### Source material ###

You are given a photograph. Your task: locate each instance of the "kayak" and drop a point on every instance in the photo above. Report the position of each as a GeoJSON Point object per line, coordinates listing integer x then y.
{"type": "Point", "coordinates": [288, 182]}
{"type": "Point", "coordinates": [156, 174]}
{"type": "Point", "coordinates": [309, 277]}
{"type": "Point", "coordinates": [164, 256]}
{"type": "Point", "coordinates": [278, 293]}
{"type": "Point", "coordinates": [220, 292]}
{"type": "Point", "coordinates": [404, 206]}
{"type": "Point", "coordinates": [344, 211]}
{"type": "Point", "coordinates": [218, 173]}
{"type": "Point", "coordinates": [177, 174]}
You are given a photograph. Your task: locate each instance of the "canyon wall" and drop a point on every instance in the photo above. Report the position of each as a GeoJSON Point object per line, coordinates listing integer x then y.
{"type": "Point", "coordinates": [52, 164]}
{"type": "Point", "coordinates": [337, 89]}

###

◆ **Instructions to follow**: Every entry should be restated word for word.

◆ **Answer to this exercise**:
You are given a photograph. Your task: locate each instance of the "kayak" and drop a point on every instance in the photo above. Report the position of each as a GeoJSON Point object per line, coordinates listing integer x then y.
{"type": "Point", "coordinates": [288, 182]}
{"type": "Point", "coordinates": [156, 174]}
{"type": "Point", "coordinates": [309, 277]}
{"type": "Point", "coordinates": [164, 256]}
{"type": "Point", "coordinates": [278, 293]}
{"type": "Point", "coordinates": [220, 292]}
{"type": "Point", "coordinates": [404, 206]}
{"type": "Point", "coordinates": [344, 211]}
{"type": "Point", "coordinates": [218, 173]}
{"type": "Point", "coordinates": [177, 174]}
You are given a photograph. Your task: locate each instance of the "canyon wall" and drop a point on every instance in the photo above. Report the position of each as a GeoJSON Point object per line, coordinates listing integer x then y.
{"type": "Point", "coordinates": [52, 164]}
{"type": "Point", "coordinates": [337, 89]}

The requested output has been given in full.